• _Problem description_
Display each line in the material below that contains the word "head".

• _Data provided_
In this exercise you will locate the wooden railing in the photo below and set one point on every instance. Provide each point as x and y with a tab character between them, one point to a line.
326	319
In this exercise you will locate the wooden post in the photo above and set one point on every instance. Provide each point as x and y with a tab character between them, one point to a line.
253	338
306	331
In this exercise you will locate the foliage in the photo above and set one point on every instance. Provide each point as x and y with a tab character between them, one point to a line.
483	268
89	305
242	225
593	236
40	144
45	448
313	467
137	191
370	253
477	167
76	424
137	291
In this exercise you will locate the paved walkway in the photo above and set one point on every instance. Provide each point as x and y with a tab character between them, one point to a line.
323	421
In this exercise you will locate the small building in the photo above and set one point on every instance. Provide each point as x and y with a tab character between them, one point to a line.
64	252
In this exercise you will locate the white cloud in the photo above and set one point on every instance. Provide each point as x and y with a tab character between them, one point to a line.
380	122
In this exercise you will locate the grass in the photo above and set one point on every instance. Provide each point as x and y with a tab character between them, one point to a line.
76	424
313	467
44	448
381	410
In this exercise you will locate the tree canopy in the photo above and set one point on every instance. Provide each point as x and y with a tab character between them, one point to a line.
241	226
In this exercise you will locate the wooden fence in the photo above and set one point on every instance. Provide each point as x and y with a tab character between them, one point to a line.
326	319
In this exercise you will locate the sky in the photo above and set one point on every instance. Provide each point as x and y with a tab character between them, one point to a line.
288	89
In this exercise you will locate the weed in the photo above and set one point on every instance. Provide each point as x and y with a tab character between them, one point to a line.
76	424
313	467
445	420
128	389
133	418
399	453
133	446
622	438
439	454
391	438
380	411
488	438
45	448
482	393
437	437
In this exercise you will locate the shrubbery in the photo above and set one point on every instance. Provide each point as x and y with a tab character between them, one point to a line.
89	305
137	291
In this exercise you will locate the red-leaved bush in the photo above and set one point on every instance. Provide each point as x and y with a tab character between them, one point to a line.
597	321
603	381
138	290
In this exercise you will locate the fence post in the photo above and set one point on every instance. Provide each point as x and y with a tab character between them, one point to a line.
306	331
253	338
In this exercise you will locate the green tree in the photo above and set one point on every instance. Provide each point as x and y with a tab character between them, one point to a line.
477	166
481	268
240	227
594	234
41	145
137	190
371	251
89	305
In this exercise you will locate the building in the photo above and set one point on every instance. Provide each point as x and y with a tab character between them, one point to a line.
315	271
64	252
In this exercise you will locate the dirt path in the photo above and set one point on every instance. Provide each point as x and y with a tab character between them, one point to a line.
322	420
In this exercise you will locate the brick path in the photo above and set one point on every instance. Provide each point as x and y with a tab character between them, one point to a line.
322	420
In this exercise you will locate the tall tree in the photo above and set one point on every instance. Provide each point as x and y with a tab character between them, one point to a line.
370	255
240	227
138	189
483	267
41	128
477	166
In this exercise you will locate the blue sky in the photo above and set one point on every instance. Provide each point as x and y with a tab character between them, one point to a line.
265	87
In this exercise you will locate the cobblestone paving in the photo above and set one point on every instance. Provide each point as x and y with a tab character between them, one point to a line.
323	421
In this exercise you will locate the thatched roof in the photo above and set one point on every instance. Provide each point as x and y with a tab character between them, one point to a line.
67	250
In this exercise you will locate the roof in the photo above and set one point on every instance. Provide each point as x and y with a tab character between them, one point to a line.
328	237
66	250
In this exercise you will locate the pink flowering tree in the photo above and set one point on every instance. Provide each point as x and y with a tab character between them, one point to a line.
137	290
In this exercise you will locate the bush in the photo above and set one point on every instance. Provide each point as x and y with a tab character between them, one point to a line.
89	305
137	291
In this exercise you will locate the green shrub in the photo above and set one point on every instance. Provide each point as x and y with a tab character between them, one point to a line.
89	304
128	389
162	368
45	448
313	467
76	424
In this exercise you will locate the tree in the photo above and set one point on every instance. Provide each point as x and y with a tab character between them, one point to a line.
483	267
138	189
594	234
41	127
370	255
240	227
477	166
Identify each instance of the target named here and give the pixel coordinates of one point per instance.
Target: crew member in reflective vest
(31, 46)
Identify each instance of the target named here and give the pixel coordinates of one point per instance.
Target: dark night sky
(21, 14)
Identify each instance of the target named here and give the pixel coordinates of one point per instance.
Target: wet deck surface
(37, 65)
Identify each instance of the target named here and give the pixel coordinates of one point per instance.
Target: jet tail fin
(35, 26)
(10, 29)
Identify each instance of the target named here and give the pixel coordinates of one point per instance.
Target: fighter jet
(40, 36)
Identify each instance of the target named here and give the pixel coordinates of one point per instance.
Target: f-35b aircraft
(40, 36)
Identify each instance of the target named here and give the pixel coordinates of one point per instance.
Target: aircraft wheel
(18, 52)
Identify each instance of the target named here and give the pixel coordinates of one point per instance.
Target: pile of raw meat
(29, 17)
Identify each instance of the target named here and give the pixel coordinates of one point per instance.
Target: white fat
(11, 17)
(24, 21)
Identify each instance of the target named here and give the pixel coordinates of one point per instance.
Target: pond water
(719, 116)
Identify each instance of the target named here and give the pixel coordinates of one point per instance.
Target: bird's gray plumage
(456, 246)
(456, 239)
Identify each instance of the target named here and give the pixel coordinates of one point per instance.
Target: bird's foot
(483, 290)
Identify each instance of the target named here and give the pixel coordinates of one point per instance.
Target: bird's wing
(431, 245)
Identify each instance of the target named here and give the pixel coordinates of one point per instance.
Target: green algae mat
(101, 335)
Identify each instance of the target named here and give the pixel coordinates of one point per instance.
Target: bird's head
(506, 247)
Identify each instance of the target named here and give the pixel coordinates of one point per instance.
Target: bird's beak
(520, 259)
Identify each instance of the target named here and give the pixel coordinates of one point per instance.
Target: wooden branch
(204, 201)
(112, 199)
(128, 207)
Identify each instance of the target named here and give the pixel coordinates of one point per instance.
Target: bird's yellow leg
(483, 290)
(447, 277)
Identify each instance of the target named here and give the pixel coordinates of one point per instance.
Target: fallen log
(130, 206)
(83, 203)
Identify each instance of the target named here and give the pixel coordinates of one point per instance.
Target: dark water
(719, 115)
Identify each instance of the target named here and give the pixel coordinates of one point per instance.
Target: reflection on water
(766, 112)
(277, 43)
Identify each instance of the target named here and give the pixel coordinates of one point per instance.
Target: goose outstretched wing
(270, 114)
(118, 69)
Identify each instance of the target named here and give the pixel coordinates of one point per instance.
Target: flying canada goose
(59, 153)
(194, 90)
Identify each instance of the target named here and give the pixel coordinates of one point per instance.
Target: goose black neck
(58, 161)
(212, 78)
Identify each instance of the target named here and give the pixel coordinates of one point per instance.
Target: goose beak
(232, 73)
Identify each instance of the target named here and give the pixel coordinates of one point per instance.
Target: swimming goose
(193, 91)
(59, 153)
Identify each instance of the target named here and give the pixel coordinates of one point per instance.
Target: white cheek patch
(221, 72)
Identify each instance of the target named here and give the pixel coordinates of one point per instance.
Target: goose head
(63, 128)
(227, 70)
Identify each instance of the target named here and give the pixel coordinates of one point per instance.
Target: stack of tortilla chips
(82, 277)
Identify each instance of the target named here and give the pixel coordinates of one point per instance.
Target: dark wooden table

• _Written solution_
Target: bird's head
Target: goose head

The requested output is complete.